* AIM OF THE TASK:
Lay out the material from the line with "To accomplish the task, the agent needs to click the upper" to the line with "42 25 128 74" as a Markdown table with columns Row and Line. Give each line a row number and leave out blank lines.

* ENTRIES SUPPLIED:
»»

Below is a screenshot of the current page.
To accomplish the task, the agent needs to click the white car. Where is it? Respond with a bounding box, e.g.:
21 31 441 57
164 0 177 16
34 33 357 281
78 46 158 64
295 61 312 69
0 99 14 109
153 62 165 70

««
»»

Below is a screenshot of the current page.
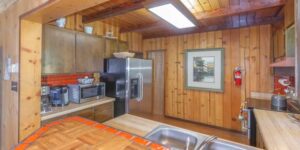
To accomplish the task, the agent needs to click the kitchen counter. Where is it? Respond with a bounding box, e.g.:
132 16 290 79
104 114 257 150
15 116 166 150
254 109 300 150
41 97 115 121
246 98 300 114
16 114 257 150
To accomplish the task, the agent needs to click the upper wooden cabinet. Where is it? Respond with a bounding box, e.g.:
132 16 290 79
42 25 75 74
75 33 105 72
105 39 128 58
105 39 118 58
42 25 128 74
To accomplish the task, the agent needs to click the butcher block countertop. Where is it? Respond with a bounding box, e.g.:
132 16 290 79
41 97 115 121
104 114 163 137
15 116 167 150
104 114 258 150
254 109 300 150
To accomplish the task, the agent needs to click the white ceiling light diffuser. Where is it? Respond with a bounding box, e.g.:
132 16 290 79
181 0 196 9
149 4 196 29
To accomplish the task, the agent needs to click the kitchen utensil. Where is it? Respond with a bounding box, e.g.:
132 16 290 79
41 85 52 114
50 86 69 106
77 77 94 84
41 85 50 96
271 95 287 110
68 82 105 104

««
»»

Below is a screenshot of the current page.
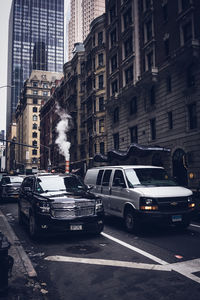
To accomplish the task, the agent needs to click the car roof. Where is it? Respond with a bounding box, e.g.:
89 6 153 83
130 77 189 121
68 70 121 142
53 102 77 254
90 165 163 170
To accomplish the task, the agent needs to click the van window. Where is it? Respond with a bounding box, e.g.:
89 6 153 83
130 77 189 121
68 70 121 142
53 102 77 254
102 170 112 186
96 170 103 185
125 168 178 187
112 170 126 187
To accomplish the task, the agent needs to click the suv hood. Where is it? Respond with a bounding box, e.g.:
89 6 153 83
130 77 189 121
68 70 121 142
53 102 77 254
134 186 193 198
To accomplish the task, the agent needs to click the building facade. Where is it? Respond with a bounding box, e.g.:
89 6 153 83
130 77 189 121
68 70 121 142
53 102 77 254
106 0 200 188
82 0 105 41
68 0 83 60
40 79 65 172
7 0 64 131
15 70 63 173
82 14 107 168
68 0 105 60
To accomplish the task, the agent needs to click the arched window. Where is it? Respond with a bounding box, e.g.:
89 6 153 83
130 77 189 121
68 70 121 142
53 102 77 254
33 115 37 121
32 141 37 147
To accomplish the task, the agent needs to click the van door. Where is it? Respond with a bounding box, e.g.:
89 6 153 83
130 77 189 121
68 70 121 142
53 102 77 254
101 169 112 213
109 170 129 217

««

* THE OUTPUT:
| Row | Line |
|---|---|
| 1 | To accomplish the task, the agent needs to click the upper wooden cabinet. Where is it? Respond with a bounding box, e.g.: |
| 2 | 132 16 290 79 |
| 3 | 42 25 75 74 |
| 4 | 75 33 105 72 |
| 5 | 105 39 128 58 |
| 6 | 105 39 118 58 |
| 7 | 42 25 128 74 |